Entries taken from a collection:
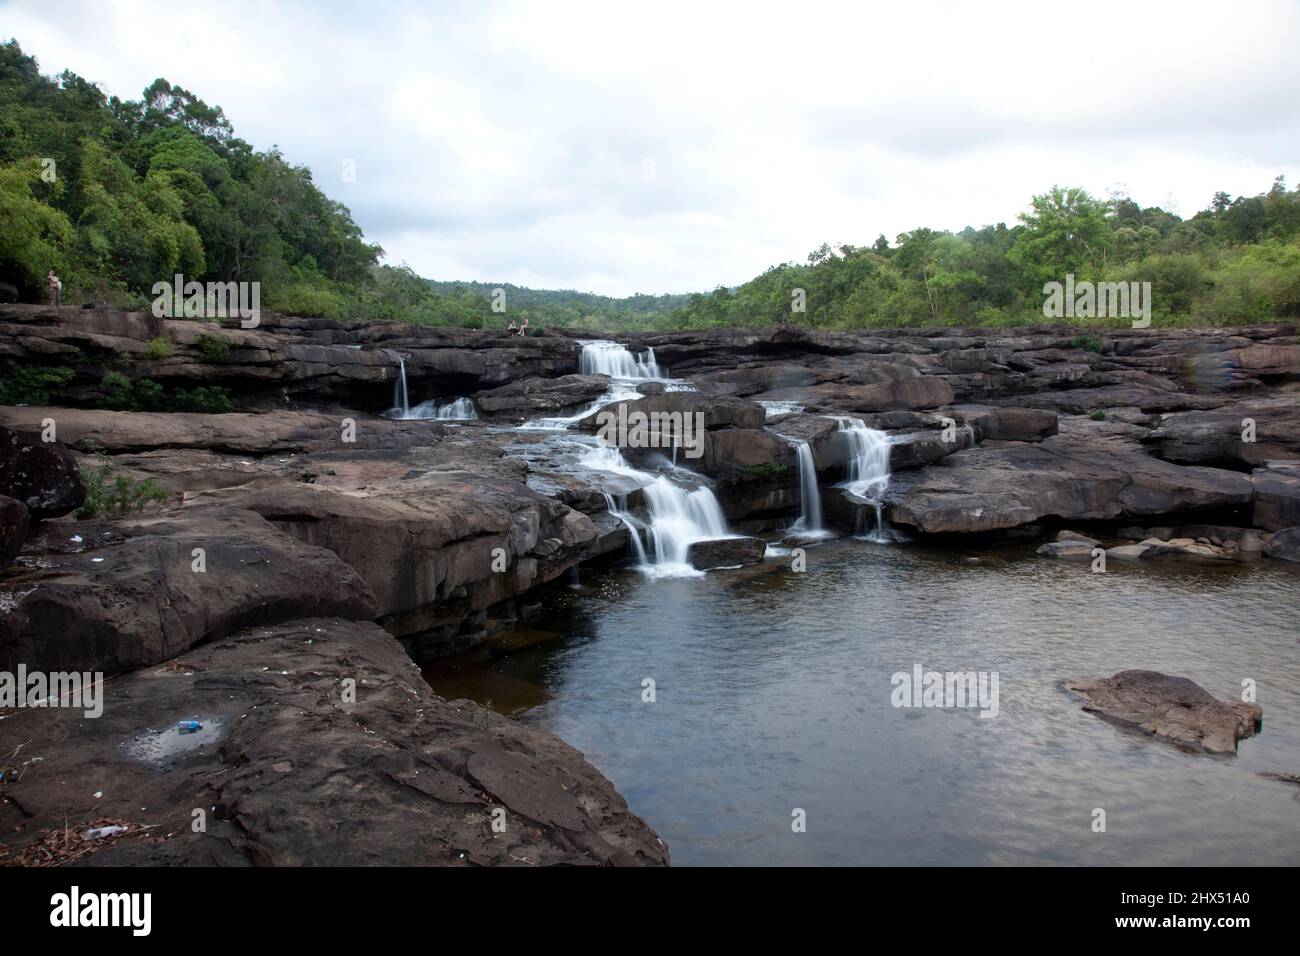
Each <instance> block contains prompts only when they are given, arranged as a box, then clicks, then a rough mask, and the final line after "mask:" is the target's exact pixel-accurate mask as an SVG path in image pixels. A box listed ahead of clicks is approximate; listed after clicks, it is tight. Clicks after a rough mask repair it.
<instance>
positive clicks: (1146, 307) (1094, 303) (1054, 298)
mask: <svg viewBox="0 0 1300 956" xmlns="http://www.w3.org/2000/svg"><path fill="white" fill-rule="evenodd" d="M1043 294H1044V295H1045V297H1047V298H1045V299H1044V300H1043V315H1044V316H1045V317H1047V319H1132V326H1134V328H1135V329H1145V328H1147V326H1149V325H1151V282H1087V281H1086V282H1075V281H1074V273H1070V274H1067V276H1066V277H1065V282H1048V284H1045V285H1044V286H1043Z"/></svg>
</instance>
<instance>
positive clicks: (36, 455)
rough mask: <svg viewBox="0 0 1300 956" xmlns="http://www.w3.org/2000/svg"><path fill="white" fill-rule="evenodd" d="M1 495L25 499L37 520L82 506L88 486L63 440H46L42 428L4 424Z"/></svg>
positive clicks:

PROBLEM TO SOLVE: Nothing should be returned except the lines from the one containing "positive clicks: (1146, 307)" through the last line of the data, each restated word for word.

OUTPUT FOR THIS TASK:
positive clicks: (1146, 307) (1094, 303) (1054, 298)
mask: <svg viewBox="0 0 1300 956" xmlns="http://www.w3.org/2000/svg"><path fill="white" fill-rule="evenodd" d="M1043 294H1044V295H1045V297H1047V298H1045V299H1044V300H1043V315H1044V316H1045V317H1047V319H1132V326H1134V328H1135V329H1145V328H1147V326H1149V325H1151V282H1087V281H1086V282H1075V281H1074V273H1070V274H1067V276H1066V277H1065V282H1048V284H1045V285H1044V286H1043Z"/></svg>
</instance>
<instance>
positive clicks: (36, 455)
rough mask: <svg viewBox="0 0 1300 956" xmlns="http://www.w3.org/2000/svg"><path fill="white" fill-rule="evenodd" d="M1 495L25 499L37 520L82 506L88 486L63 440H46L42 428L4 424Z"/></svg>
positive clicks:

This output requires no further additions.